[Location labeling records]
────────────────
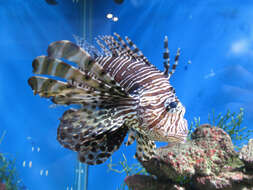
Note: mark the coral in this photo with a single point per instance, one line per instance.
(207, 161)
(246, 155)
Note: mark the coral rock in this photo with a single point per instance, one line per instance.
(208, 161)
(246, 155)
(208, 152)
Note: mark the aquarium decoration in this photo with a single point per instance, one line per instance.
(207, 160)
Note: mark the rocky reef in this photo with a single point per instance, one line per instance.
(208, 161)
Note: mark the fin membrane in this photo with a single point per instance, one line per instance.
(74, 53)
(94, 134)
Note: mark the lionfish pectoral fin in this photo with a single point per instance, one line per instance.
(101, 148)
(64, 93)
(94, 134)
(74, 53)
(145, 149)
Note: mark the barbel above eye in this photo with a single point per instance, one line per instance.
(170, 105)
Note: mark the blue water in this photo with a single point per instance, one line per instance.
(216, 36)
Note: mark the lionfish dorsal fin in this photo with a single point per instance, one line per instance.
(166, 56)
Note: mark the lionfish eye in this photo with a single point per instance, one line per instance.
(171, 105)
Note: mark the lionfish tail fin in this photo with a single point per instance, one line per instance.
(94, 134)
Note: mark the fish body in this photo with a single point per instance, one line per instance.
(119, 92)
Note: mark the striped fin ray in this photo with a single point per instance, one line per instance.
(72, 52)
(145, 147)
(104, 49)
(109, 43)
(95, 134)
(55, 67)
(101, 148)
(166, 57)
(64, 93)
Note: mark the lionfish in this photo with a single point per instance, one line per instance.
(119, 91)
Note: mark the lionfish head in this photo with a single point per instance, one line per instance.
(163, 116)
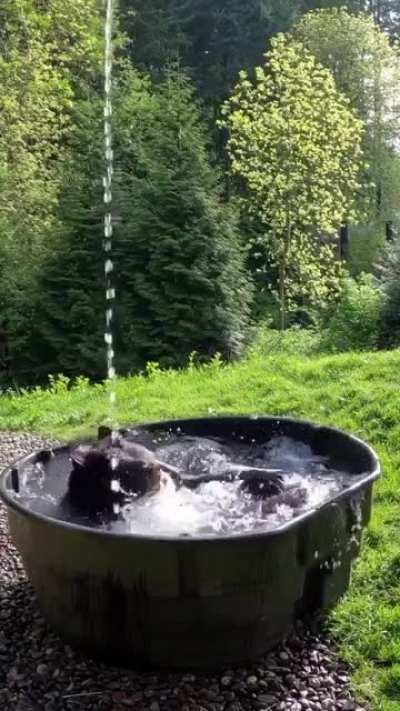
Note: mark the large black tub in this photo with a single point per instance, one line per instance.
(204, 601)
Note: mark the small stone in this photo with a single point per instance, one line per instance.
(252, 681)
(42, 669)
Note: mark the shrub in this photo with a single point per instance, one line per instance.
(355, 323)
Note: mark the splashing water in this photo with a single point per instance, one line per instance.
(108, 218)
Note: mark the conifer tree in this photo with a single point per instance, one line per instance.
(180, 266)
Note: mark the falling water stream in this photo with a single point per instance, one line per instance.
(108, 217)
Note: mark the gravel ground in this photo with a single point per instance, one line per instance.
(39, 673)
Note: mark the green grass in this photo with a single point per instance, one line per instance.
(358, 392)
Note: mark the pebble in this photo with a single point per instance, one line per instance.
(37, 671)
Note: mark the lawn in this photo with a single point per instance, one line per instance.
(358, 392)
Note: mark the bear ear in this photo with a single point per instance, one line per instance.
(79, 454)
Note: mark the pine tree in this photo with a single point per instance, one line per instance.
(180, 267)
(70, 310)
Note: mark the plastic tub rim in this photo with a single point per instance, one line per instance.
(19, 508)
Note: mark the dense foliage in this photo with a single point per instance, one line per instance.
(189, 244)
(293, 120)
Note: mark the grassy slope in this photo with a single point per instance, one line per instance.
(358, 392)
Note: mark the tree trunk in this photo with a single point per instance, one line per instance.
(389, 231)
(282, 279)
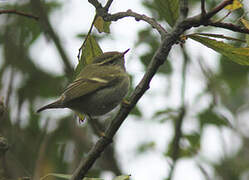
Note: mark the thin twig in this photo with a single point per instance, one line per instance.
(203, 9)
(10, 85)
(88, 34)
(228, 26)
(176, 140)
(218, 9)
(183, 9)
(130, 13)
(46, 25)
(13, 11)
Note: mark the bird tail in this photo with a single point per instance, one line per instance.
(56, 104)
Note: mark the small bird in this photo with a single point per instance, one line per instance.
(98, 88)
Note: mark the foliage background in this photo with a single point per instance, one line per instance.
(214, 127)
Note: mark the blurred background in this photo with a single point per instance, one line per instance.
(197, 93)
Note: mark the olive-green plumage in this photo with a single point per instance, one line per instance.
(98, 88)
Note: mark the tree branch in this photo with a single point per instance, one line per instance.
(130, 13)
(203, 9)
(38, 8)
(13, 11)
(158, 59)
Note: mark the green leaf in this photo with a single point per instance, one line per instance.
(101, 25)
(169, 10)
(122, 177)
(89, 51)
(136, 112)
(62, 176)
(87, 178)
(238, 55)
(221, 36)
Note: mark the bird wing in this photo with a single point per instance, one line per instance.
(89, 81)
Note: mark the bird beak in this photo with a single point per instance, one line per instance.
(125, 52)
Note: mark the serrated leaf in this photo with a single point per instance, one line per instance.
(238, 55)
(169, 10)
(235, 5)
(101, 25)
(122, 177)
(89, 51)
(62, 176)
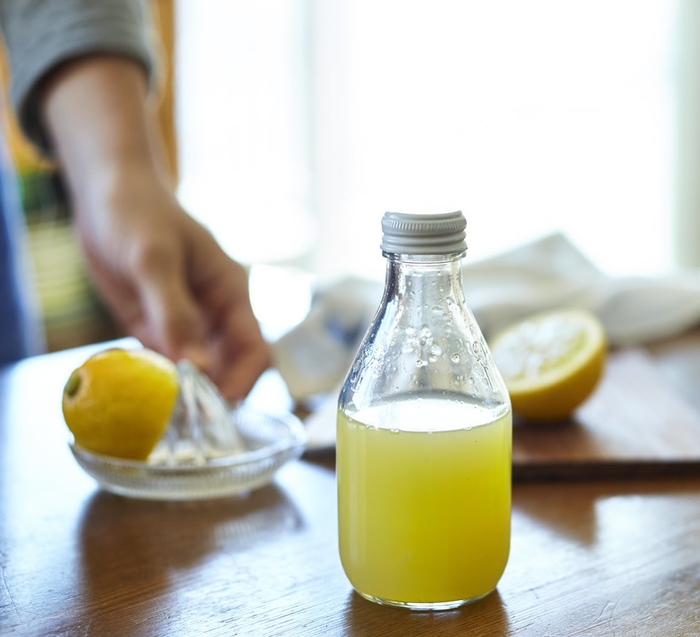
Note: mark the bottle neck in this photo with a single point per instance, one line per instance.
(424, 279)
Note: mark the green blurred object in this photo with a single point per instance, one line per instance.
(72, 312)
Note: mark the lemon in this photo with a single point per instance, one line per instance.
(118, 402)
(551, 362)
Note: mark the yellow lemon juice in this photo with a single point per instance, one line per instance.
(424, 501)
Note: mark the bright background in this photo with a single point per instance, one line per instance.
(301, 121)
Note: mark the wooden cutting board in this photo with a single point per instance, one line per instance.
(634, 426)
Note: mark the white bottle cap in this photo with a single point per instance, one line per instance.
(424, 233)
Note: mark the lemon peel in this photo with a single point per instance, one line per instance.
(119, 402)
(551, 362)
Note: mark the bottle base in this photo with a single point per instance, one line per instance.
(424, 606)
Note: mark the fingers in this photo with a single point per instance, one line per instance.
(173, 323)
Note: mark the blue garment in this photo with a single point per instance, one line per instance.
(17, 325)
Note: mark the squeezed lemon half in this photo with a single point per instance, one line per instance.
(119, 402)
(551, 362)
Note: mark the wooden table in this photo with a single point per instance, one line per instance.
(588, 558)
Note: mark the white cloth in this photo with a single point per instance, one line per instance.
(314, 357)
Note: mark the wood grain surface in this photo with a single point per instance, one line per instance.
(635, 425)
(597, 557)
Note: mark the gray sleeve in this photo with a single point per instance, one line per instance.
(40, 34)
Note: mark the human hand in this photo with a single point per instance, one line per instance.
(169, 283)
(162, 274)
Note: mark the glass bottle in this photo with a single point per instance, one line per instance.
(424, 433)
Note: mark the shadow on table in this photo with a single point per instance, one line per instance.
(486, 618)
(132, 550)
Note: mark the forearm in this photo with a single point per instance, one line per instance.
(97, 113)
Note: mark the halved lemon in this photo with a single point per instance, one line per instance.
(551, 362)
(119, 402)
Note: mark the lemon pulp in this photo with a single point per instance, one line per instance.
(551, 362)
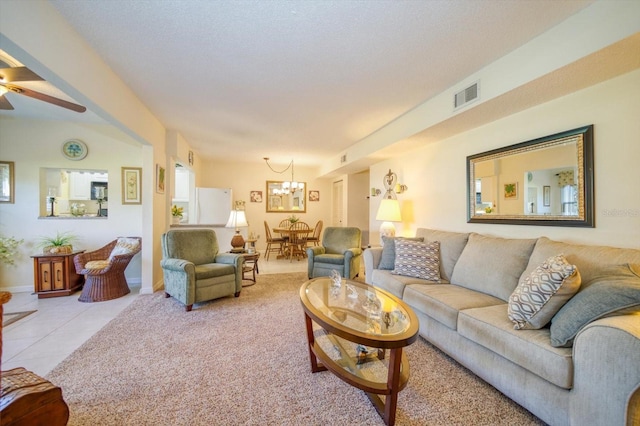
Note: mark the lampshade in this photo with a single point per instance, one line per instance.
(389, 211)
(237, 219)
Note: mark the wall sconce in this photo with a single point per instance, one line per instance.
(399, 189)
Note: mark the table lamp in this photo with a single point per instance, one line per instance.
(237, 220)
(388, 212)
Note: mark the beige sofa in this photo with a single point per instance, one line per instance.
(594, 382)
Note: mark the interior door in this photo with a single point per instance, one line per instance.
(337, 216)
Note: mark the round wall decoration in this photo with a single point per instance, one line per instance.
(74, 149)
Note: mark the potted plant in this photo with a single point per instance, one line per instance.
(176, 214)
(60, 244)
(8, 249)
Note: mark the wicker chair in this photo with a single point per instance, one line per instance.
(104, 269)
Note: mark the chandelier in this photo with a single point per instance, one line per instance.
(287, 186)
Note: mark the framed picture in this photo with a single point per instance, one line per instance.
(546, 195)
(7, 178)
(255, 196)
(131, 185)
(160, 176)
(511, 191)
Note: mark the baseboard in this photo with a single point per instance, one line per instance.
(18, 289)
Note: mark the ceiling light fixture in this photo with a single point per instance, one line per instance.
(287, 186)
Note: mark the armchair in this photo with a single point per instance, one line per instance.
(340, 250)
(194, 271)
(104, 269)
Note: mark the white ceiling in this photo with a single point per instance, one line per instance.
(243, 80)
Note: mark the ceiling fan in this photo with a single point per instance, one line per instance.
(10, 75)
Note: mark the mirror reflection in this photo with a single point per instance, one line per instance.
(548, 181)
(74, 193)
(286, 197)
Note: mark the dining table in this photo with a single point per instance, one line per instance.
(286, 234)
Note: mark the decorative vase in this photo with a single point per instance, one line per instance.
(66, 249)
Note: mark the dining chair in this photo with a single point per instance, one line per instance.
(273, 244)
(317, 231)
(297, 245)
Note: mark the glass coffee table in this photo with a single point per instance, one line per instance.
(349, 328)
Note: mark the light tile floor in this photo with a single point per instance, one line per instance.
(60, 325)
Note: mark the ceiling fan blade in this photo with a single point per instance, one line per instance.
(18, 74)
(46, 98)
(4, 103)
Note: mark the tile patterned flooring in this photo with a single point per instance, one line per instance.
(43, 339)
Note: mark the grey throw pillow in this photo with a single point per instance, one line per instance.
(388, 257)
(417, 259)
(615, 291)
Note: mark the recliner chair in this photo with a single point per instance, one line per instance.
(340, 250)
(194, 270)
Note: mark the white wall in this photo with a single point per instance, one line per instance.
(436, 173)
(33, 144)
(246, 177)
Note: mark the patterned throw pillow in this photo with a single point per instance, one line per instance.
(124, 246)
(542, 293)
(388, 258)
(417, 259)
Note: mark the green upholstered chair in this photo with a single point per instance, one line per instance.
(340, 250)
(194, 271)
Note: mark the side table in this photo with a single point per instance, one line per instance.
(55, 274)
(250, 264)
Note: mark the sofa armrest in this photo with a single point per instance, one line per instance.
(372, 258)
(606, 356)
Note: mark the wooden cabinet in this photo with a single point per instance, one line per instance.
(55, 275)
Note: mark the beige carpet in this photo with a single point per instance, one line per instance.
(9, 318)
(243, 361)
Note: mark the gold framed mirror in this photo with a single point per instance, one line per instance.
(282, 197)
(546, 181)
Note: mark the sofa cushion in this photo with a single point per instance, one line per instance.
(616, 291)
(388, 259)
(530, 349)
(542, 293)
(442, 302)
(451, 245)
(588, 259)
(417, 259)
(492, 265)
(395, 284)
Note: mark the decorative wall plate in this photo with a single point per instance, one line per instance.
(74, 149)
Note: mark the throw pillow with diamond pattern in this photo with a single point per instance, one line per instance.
────────────────
**WRITTEN TASK**
Starting at the line that contains "Note: mark the white wall" and continuing through the last of the rows, express those lines as a JSON list of strings with one string per line. Omit any blank lines.

**EXERCISE OUTPUT**
[
  "Note: mark the white wall in this photo with a single point per instance, one line per instance.",
  "(436, 173)",
  "(33, 144)",
  "(246, 177)",
  "Note: mark the patterned throw pillow in this photo with a single point per instance, one line per instance.",
  "(124, 246)",
  "(542, 293)",
  "(388, 258)",
  "(417, 259)",
  "Note: mark the green upholstered chair in this photo with a single point per instance, one line per instance.",
  "(340, 250)",
  "(194, 271)",
  "Note: mark the side table in this photo with a single point per instance, one line per instance.",
  "(55, 274)",
  "(250, 264)",
  "Note: mark the sofa armrest in this photo with a single point per instance, one line per instance.",
  "(372, 258)",
  "(606, 356)",
  "Note: mark the wooden cabinet in this photo with a single point per instance, one line per instance.",
  "(55, 275)",
  "Note: mark the beige carpet in this photo with a single point per instance, one line per instance.",
  "(9, 318)",
  "(243, 361)",
  "Note: mark the gold framed mirror in this photo with a single point per instance, one line per instance.",
  "(282, 197)",
  "(546, 181)",
  "Note: mark the sofa cushion in this photo with a single point per instance, one line per instance.",
  "(616, 291)",
  "(388, 259)",
  "(530, 349)",
  "(542, 293)",
  "(442, 302)",
  "(451, 245)",
  "(588, 259)",
  "(417, 259)",
  "(492, 265)",
  "(395, 284)",
  "Note: mark the decorative wall plate in this photo with a single point per instance, one line per instance.",
  "(74, 149)",
  "Note: mark the throw pillow with diamond pattern in this photo with a single point per instance, one line per instance."
]